Start of Records provided
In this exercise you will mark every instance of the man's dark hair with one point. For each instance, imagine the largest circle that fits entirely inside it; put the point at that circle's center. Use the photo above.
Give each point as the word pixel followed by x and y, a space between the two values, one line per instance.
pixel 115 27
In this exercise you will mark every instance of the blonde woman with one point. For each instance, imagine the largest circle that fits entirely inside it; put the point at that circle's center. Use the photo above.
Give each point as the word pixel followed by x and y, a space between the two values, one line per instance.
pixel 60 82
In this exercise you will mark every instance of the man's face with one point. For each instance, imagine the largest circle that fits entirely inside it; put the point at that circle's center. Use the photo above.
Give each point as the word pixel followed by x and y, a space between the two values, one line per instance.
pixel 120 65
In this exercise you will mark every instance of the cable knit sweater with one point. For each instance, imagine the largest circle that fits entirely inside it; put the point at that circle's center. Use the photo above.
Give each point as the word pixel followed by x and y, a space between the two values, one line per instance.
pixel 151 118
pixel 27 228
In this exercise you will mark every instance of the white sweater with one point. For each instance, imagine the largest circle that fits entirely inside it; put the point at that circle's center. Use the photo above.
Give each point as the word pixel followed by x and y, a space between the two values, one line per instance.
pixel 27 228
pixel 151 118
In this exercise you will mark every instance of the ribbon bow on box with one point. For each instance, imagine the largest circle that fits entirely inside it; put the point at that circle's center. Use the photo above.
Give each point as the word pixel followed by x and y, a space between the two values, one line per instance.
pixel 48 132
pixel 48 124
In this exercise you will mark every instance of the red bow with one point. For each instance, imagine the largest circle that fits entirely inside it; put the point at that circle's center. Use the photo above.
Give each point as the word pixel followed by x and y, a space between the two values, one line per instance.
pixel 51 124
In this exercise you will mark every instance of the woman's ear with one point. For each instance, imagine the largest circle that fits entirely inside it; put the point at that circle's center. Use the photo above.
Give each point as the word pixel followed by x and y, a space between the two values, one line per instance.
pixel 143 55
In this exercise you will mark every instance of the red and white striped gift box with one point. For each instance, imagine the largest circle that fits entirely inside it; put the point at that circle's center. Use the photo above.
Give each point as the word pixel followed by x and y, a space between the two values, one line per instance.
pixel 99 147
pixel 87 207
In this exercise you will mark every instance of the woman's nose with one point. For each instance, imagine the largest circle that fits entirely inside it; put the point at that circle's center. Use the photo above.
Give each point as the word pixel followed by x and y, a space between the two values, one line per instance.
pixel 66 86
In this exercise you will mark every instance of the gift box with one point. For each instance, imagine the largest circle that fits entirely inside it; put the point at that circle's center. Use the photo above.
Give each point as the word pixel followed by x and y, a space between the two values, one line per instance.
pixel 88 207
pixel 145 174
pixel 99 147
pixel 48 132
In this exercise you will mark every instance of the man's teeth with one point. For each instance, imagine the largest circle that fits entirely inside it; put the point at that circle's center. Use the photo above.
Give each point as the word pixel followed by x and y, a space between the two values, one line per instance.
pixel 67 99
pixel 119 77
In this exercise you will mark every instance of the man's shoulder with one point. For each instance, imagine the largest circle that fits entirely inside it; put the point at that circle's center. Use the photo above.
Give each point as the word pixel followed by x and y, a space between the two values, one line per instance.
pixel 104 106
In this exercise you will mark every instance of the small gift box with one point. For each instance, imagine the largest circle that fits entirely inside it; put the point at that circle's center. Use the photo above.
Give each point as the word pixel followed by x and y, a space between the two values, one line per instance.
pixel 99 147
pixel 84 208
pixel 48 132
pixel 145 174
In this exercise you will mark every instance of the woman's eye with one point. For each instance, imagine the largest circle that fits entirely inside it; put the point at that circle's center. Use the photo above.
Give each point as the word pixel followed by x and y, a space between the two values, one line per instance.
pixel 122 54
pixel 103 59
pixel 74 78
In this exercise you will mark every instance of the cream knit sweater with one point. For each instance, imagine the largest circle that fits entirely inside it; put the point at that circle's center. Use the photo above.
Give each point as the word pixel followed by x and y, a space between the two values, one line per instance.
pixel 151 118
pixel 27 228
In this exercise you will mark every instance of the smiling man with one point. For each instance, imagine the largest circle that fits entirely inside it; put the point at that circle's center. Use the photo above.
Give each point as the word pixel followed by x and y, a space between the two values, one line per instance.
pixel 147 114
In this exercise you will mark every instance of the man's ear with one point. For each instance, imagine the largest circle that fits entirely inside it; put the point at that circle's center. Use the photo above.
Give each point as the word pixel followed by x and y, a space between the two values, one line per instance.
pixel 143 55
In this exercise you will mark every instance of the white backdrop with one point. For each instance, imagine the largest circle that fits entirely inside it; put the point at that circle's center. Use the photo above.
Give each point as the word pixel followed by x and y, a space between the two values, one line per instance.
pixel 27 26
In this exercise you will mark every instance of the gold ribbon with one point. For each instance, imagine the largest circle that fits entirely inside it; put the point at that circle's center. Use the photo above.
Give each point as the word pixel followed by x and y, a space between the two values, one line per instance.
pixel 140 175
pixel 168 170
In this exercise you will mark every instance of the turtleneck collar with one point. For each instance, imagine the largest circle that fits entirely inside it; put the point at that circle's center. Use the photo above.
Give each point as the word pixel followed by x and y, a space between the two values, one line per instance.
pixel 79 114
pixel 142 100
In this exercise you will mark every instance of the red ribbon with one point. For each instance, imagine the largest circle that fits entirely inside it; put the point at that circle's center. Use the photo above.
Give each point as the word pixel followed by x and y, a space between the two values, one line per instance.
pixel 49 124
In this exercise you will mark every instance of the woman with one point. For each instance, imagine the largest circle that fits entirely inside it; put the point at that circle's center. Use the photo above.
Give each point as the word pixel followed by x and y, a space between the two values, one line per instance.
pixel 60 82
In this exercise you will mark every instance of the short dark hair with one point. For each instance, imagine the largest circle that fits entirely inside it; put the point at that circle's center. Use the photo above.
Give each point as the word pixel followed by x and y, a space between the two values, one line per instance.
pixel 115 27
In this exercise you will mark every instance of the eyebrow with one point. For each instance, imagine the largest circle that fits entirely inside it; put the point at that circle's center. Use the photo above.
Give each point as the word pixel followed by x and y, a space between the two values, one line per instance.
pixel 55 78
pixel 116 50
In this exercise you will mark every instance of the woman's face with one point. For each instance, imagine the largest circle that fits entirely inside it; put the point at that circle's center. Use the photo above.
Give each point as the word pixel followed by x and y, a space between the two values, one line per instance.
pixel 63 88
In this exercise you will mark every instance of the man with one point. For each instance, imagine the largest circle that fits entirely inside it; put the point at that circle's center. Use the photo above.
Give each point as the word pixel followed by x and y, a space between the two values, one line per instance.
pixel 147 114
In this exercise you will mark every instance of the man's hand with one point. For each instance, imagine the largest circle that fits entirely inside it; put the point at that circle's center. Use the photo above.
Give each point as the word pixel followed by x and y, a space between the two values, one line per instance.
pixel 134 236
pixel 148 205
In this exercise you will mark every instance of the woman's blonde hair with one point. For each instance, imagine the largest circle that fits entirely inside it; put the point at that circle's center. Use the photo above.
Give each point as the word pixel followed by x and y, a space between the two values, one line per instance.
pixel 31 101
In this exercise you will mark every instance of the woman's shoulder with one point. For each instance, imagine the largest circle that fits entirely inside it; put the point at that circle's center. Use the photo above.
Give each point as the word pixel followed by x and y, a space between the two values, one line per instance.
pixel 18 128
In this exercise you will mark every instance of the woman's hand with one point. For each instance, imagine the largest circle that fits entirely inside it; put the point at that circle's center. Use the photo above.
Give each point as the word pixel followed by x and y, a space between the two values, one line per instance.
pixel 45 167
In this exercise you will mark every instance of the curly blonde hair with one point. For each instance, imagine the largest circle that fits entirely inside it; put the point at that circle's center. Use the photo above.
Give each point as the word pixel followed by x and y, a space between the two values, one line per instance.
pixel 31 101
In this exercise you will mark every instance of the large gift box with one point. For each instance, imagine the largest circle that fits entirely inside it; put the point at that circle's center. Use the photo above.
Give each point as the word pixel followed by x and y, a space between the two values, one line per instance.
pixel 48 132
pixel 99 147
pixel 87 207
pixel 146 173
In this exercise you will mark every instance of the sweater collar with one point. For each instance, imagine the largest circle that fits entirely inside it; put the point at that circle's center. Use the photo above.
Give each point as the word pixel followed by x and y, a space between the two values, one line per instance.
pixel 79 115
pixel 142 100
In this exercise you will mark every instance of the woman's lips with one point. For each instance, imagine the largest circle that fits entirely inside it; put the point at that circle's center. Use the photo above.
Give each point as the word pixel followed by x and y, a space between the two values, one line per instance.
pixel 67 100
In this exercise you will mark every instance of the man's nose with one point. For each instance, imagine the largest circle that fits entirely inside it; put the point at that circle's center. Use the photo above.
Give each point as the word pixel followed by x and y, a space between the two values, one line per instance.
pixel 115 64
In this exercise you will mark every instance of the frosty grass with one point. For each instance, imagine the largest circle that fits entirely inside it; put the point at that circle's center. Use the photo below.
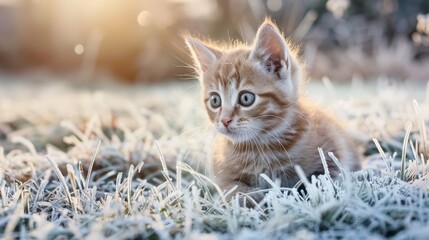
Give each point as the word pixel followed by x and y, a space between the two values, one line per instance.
pixel 121 163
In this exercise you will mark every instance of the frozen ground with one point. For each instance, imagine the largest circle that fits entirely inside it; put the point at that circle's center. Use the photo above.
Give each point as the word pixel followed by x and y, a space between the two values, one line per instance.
pixel 128 163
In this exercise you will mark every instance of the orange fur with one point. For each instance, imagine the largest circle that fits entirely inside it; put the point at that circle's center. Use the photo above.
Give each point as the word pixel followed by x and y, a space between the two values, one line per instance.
pixel 279 129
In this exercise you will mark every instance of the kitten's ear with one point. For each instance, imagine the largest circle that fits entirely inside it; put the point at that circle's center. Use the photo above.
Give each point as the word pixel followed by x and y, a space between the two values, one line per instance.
pixel 270 49
pixel 203 55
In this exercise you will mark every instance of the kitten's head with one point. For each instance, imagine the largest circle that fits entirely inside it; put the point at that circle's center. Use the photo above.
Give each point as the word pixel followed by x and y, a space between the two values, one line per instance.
pixel 249 91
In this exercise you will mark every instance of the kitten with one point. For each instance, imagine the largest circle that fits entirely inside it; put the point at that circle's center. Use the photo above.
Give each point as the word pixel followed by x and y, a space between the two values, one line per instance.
pixel 251 94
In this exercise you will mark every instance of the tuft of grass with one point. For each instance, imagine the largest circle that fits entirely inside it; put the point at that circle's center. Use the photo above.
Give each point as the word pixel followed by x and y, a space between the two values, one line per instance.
End of Records provided
> Problem description: Check each line of the data above for the string "blonde", and copy the ones that have it.

> Solved exercise:
In this exercise you will mark every instance of the blonde woman with one point. For each instance, imagine the largest circle that fits entirely inside it; put the point at that circle's center. Use the photo above.
In this exercise you will mark every instance of the woman's blonde hair with one point. For each instance, imagine the largest circle that fits entirely inside it; put the point at that circle's center. Use the photo above.
In this exercise you will mark every instance of the curly blonde hair with one point. For each instance, imagine the largest circle that fits entirely inside it; put the point at that circle's center. Use the photo above.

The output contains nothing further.